→ **Exercise tasks**:
A. Please print the passage of the health care post below from "Austin and I" up to and including "has no impact.".
B. In the health care post below, what is the writer's profession?

→ **Text for analysis**:
Austin and I have been up and back this morning on the odd ways people have misinterpreted this post. Avik Roy weighs in by talking about the fact that while health care is different from other markets, in that it does involve life-or-death decisions, that those aren’t as common as we think:
It turns out that the true range of life or death decisions in health care is rather narrow. If a poor woman gets hit by a bus and is sent to the ER, we all agree that America should come together and pay for that woman’s care: and, in fact, we do pay for it. If a physician makes a mistake, causing a patient to die or suffer disability, we have malpractice litigation for that—i.e., this is a problem upon which government-subsidized health care has no impact.
It would benefit those who believe that health care is incompatible with the free market to refine their arguments. A stronger liberal argument for socialized medicine would be: let’s let the free market reign in those areas of health care that are most like the rest of the market economy (i.e., non-catastrophic and elective care), and instead focus on socializing the aspects of the system that are most unlike the rest of the economy (i.e., catastrophic care).
I don’t disagree on his initial point – as a pediatrician I rarely have to deal with life-or-death decisions with my patients. I do, however, need to deal with significant quality-of-life issues. All the time.

→ **Listed entries**:
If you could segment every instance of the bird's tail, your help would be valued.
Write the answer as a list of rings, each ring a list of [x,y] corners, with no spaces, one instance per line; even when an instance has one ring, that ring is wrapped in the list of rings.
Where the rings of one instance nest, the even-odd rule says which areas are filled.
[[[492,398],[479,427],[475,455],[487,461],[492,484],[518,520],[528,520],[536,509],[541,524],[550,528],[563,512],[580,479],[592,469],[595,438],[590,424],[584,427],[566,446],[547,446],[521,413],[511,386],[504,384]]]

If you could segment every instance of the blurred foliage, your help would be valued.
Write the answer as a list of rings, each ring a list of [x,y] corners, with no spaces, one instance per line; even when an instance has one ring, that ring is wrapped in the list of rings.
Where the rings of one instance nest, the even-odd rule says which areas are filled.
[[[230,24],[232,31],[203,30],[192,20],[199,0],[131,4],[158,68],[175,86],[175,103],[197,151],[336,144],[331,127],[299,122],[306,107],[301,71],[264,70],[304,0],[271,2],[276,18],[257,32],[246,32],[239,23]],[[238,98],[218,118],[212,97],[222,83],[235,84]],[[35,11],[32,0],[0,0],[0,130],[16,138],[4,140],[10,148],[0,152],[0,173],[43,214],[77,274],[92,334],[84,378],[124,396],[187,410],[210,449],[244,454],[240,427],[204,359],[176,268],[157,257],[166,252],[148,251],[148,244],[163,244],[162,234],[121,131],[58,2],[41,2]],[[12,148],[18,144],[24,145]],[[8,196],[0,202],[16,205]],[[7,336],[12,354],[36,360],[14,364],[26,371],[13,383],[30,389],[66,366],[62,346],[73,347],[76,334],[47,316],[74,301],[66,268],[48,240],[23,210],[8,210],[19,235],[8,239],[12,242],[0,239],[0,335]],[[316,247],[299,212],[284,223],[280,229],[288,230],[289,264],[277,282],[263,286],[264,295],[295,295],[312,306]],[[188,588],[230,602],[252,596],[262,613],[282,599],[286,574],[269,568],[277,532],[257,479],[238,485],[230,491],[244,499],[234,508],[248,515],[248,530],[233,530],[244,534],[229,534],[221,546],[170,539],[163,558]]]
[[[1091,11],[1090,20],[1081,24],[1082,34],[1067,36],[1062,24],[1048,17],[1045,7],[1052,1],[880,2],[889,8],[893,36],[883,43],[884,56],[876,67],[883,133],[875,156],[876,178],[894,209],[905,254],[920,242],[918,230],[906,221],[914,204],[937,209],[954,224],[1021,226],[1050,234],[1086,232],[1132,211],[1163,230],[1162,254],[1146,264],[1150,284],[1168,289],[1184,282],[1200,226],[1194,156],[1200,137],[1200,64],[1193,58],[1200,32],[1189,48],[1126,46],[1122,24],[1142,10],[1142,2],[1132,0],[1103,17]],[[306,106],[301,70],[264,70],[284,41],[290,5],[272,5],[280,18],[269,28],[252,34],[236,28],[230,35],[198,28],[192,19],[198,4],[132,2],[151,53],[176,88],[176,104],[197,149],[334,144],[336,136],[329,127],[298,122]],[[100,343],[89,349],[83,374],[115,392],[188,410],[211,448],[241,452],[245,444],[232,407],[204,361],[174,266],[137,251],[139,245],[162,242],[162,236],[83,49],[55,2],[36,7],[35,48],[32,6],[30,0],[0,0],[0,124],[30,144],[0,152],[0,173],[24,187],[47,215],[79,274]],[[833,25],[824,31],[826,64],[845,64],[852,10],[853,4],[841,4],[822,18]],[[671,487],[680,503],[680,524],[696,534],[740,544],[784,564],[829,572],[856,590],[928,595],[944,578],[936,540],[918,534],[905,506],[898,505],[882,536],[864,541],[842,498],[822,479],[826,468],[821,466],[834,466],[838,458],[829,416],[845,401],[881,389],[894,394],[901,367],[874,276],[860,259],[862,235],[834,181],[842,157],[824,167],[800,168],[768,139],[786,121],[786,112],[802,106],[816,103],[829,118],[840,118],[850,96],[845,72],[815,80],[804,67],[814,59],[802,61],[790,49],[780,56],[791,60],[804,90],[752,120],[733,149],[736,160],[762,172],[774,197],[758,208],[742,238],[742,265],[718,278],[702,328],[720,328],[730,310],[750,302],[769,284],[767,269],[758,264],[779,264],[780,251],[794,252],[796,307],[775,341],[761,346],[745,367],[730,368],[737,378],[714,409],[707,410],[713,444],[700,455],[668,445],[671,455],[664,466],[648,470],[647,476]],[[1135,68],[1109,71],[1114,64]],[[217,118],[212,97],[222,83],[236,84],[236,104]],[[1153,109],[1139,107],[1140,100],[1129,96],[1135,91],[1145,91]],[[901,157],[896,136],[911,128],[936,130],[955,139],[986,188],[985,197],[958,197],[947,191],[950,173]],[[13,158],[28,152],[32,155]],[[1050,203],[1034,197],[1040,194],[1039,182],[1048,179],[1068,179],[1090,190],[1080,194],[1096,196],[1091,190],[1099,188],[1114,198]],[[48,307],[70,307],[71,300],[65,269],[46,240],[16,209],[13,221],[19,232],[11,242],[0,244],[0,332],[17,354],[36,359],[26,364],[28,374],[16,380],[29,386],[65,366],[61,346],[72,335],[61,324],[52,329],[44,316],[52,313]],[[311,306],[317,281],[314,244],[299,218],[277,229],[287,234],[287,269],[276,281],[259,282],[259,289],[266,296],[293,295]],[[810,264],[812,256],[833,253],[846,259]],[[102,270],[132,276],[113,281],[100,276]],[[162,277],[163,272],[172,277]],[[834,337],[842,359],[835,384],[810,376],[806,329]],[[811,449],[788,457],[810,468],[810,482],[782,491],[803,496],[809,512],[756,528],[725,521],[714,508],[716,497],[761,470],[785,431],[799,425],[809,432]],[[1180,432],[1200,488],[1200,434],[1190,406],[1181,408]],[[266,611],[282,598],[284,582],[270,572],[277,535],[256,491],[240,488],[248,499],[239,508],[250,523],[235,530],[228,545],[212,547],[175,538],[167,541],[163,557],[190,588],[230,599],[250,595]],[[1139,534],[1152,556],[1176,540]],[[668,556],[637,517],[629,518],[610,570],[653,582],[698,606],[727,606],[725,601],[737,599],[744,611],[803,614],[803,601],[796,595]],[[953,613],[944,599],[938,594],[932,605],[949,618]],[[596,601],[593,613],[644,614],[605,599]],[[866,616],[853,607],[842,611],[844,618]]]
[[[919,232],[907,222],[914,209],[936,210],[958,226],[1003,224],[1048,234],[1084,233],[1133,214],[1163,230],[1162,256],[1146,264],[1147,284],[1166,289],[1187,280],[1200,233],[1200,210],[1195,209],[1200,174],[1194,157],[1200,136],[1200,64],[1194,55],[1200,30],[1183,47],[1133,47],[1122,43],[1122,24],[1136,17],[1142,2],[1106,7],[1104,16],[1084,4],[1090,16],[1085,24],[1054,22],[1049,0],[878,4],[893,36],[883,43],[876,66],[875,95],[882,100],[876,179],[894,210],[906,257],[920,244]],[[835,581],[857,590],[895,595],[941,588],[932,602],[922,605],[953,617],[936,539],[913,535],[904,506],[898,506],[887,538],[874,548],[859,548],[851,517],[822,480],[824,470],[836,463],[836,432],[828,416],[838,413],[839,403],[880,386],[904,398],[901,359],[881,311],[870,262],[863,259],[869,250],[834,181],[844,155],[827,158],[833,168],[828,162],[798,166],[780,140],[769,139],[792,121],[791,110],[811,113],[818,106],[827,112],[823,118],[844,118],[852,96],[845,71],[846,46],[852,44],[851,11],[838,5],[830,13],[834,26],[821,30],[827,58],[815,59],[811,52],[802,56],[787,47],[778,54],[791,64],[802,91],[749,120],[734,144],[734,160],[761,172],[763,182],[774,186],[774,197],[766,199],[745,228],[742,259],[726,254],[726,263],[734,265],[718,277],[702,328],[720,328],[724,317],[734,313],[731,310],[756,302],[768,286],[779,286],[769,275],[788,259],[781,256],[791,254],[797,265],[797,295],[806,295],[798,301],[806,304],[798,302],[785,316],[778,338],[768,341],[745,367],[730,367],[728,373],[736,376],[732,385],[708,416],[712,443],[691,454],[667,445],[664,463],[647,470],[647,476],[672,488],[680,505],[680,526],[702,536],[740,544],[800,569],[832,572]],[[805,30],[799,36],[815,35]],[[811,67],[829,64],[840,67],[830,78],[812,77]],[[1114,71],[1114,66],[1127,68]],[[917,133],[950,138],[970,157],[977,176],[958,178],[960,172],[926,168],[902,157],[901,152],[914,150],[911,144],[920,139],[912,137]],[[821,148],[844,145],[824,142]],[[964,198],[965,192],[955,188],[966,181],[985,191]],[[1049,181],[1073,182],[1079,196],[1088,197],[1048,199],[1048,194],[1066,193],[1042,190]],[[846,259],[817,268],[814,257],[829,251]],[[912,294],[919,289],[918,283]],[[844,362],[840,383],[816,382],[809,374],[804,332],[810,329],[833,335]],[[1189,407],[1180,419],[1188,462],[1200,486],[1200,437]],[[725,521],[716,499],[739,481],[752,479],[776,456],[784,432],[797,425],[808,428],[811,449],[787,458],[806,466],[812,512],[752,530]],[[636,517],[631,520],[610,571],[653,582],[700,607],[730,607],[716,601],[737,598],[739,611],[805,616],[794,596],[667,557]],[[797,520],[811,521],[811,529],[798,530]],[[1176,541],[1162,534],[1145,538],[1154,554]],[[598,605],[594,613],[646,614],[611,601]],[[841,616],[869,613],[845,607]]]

→ **Set of answers**:
A.
Austin and I have been up and back this morning on the odd ways people have misinterpreted this post. Avik Roy weighs in by talking about the fact that while health care is different from other markets, in that it does involve life-or-death decisions, that those aren’t as common as we think:
It turns out that the true range of life or death decisions in health care is rather narrow. If a poor woman gets hit by a bus and is sent to the ER, we all agree that America should come together and pay for that woman’s care: and, in fact, we do pay for it. If a physician makes a mistake, causing a patient to die or suffer disability, we have malpractice litigation for that—i.e., this is a problem upon which government-subsidized health care has no impact.

B. A pediatrician.